What this task involves: Can you write out the listing below word for word, from its start through the line that contains "x=253, y=47"? Leave the pictures out of your answer.

Annotation data for object locations:
━━━━━━━━

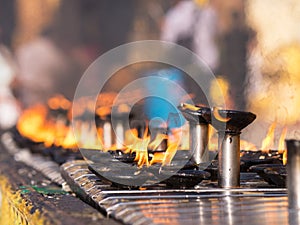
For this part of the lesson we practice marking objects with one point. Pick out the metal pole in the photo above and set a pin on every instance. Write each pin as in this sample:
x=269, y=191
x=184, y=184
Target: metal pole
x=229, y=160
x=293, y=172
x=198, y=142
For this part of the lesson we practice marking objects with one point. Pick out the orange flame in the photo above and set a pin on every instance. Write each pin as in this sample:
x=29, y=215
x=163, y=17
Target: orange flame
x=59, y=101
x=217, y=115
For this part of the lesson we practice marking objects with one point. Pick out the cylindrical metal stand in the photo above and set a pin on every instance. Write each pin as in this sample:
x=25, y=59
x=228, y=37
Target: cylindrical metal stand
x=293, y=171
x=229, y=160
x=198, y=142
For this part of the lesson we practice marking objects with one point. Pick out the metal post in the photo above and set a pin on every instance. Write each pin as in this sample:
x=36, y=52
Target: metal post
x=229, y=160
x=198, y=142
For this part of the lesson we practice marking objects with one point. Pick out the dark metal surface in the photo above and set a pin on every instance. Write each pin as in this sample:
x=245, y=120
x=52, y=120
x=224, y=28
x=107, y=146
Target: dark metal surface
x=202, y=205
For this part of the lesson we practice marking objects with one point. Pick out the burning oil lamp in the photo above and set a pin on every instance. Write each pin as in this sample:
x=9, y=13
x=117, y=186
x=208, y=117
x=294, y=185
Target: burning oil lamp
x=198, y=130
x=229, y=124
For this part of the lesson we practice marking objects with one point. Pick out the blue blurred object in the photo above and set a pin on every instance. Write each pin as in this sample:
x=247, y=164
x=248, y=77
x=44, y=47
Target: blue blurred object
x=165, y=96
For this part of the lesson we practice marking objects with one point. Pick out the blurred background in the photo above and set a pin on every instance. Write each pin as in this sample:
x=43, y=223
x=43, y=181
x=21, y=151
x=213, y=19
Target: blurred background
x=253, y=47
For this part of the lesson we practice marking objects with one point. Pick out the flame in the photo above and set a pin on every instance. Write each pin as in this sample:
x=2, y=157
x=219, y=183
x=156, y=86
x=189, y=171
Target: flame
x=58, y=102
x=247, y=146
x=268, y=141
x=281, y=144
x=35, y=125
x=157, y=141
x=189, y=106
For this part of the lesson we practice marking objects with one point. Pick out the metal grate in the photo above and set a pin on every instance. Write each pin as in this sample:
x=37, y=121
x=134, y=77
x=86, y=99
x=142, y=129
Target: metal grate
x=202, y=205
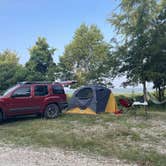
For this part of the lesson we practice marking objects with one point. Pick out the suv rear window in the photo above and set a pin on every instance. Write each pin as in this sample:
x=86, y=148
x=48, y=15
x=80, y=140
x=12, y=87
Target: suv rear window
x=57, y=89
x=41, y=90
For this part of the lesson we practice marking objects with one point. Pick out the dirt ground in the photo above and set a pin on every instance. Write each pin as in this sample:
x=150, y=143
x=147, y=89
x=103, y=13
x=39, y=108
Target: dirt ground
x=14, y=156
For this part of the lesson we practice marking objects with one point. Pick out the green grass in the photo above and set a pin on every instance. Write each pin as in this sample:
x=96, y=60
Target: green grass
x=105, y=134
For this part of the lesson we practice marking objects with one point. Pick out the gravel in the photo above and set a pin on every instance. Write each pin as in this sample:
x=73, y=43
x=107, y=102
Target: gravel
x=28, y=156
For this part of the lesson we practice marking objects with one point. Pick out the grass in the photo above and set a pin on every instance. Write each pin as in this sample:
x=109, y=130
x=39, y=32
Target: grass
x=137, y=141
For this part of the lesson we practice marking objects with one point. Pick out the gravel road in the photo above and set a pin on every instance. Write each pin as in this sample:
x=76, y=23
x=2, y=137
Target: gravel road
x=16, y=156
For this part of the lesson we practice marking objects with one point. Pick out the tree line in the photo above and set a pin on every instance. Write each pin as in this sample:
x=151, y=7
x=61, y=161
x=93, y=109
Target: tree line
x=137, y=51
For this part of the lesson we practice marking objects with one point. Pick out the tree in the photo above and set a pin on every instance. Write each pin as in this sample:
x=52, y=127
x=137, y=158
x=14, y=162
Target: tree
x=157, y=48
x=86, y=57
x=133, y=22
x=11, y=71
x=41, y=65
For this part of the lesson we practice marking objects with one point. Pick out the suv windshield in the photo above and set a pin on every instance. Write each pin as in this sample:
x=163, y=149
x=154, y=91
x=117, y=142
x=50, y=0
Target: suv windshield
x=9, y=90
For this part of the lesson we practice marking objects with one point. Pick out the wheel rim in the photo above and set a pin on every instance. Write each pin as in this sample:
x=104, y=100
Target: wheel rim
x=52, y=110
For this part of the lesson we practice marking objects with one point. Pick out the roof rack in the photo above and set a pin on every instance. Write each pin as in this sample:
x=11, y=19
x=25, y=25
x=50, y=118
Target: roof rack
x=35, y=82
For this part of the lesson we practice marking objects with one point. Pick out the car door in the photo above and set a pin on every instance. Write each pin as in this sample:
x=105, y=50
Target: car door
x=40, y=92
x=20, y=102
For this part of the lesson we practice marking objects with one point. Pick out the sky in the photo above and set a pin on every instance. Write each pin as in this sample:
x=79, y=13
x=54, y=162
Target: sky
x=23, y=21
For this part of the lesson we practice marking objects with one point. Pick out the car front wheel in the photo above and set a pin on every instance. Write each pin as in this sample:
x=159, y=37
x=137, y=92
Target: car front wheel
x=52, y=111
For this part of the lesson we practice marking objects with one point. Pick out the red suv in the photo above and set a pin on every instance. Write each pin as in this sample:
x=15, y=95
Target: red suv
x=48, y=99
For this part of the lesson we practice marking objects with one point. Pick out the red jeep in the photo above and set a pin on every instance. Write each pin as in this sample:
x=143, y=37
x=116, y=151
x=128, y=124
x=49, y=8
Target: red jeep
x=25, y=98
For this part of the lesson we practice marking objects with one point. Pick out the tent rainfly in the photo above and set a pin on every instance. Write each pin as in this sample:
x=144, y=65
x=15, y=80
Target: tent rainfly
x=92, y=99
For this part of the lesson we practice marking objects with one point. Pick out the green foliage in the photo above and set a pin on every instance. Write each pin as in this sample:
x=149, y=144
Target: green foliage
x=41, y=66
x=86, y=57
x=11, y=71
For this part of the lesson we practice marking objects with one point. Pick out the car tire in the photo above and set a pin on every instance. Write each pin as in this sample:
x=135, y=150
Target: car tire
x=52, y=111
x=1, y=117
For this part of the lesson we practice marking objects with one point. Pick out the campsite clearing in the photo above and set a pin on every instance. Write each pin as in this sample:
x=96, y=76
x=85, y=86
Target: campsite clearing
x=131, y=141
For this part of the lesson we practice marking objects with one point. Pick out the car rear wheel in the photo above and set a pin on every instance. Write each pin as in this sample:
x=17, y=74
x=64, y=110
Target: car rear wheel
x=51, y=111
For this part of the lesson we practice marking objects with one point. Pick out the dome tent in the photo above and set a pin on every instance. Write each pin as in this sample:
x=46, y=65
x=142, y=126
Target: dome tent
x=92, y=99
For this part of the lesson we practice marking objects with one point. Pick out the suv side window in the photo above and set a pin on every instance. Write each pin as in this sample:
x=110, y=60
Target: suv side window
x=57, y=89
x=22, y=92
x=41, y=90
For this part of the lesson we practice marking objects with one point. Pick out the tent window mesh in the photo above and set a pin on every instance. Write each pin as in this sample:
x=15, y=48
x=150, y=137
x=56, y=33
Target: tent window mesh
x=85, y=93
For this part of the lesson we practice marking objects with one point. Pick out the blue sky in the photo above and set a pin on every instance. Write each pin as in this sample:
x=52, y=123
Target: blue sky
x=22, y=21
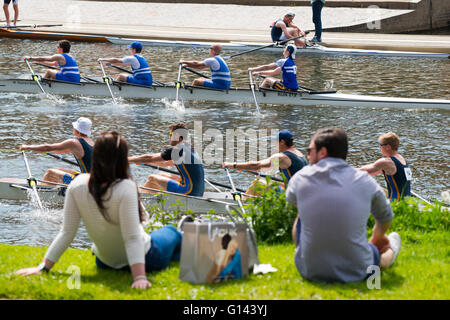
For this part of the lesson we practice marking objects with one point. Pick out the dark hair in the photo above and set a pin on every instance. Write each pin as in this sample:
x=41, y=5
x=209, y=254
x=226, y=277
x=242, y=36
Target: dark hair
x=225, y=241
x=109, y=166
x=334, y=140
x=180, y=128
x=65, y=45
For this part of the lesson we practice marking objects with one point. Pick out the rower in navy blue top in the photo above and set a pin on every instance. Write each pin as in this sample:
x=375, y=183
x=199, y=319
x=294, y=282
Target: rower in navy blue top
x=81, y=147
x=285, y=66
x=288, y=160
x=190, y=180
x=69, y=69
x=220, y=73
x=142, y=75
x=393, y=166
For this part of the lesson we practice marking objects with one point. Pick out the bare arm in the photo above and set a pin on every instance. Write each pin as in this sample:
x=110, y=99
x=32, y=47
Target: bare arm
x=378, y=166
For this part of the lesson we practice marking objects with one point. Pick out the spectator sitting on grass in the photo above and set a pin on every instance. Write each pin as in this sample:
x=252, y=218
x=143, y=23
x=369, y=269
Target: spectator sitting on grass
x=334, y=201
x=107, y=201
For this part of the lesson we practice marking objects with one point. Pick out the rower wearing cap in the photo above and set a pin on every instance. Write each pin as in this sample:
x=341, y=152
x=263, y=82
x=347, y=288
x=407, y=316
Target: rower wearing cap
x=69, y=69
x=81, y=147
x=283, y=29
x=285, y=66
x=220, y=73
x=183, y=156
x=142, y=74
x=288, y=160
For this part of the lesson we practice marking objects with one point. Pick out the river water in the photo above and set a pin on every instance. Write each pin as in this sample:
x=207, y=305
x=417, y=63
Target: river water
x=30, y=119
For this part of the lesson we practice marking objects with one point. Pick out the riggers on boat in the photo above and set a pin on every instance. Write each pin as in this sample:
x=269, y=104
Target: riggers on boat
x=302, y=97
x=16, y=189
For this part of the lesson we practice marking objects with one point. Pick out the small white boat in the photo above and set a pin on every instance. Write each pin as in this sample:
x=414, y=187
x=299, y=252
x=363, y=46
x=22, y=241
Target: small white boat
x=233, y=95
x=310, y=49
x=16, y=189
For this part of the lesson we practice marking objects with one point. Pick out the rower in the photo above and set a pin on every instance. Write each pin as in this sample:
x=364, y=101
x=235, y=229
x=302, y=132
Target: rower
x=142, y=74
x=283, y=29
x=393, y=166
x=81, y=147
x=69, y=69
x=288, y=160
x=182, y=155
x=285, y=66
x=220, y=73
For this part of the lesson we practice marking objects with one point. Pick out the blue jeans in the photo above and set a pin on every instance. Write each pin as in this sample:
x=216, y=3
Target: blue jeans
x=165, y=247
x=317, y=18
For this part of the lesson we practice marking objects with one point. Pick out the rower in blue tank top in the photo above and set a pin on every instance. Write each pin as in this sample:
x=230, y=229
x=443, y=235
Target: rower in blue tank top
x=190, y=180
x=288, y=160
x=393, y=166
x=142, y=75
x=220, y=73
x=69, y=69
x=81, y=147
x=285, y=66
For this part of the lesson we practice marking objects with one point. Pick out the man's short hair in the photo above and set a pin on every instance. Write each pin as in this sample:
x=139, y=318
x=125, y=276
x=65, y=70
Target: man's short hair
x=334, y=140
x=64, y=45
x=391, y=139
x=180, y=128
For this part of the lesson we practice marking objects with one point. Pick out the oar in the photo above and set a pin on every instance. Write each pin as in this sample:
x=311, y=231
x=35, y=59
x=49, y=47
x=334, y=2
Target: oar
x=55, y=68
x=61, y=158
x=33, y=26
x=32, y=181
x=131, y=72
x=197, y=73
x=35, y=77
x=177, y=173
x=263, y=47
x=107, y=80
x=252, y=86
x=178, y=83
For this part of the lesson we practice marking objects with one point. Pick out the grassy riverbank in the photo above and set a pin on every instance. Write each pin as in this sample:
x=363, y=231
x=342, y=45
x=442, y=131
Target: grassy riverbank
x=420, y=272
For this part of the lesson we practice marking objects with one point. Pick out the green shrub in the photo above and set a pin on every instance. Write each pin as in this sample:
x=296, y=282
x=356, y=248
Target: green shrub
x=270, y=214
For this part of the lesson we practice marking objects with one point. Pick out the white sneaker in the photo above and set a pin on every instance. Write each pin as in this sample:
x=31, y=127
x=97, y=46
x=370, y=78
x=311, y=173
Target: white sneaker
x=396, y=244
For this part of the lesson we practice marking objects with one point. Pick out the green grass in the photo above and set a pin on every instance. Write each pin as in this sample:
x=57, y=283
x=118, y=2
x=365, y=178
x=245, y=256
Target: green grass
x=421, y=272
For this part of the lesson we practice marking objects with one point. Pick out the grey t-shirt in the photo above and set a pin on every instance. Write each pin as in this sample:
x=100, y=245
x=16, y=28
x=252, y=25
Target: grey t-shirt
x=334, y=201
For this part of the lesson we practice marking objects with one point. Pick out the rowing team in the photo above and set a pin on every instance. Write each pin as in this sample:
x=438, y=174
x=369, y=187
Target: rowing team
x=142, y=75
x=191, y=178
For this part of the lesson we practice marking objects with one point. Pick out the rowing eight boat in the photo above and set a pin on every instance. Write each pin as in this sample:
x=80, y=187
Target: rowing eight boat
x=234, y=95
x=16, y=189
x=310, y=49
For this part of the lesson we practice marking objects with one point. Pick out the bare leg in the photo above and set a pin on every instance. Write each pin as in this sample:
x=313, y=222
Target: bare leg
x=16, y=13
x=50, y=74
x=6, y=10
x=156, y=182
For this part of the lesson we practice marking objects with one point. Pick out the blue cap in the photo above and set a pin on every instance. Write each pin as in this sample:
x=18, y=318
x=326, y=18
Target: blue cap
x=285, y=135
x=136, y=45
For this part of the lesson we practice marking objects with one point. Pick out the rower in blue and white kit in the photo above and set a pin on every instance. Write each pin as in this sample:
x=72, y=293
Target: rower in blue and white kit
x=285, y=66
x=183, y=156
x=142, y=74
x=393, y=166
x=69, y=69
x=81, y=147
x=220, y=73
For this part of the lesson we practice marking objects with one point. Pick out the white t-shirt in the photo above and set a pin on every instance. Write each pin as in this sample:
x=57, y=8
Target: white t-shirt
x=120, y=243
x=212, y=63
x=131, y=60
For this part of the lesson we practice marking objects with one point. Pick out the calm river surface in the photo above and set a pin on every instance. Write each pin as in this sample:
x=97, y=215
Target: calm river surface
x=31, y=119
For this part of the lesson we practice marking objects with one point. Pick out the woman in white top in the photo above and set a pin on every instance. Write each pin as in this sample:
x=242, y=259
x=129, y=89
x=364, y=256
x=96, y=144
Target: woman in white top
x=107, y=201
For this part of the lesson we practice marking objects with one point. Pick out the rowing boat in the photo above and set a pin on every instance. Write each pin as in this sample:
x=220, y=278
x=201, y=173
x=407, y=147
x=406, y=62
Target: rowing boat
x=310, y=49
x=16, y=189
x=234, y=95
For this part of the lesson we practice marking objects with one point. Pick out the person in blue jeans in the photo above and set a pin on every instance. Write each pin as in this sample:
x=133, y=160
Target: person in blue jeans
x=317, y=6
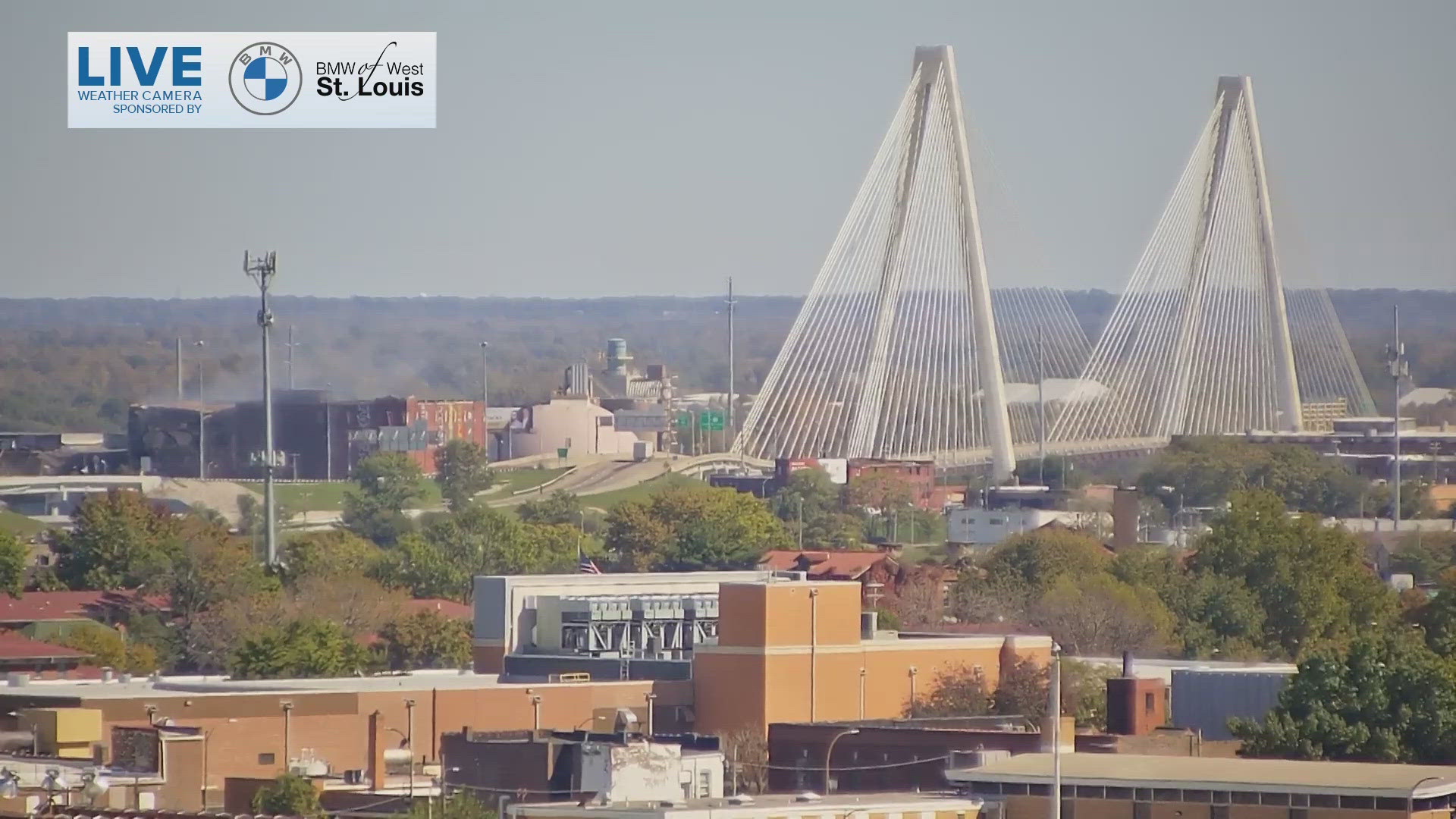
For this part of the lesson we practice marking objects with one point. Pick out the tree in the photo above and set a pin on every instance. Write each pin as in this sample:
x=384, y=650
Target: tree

━━━━━━━━

Full solution:
For this part of the lesson we practice marking objects with one point. Pick out the metal pole in the photo above and set a pin on every instance. Write each pin as in this sample:
x=269, y=191
x=184, y=184
Target: metal pole
x=229, y=160
x=293, y=172
x=198, y=142
For this part of the lesson we practice marking objects with one point. Pick out the orange flame in the photo above and set a pin on every instance. Write each pin as in this sample:
x=29, y=215
x=163, y=17
Target: orange flame
x=59, y=101
x=217, y=115
For this part of the lesson we practice marking objects with one point. Pick out the cylindrical metal stand in the photo above and set a pin on every instance. Write each pin as in this sample:
x=25, y=59
x=228, y=37
Target: cylindrical metal stand
x=293, y=171
x=229, y=160
x=198, y=142
For this part of the lesson we practice marking objects with one point. Pick out the metal post in the photo above and set a pin on every instance. Write each pin as in this sample:
x=36, y=52
Target: metal post
x=229, y=160
x=198, y=142
For this part of the lesson we practice marking objects with one point. Pick out the dark metal surface in the photo above and set a pin on every instance. Write each pin as in this sample:
x=245, y=120
x=52, y=120
x=224, y=28
x=107, y=146
Target: dark metal surface
x=202, y=205
For this part of the lesson we practice marking objects with one point. Pick out the burning oil lamp in the photo above and set a pin on every instance. Write each pin as in this sample:
x=9, y=13
x=117, y=186
x=208, y=117
x=294, y=185
Target: burning oil lamp
x=198, y=130
x=229, y=124
For this part of the lesson we practice marking objects with one point. Pick out the blue blurred object in the photo above and set a pin on every instance. Write each pin as in this sample:
x=247, y=164
x=248, y=77
x=44, y=47
Target: blue blurred object
x=165, y=96
For this part of the lesson we practice marking objects with one point. Pick out the blurred background in the photo above and set a pin on every instance. Write each pin as in this sample:
x=43, y=223
x=43, y=181
x=21, y=151
x=213, y=19
Target: blurred background
x=253, y=47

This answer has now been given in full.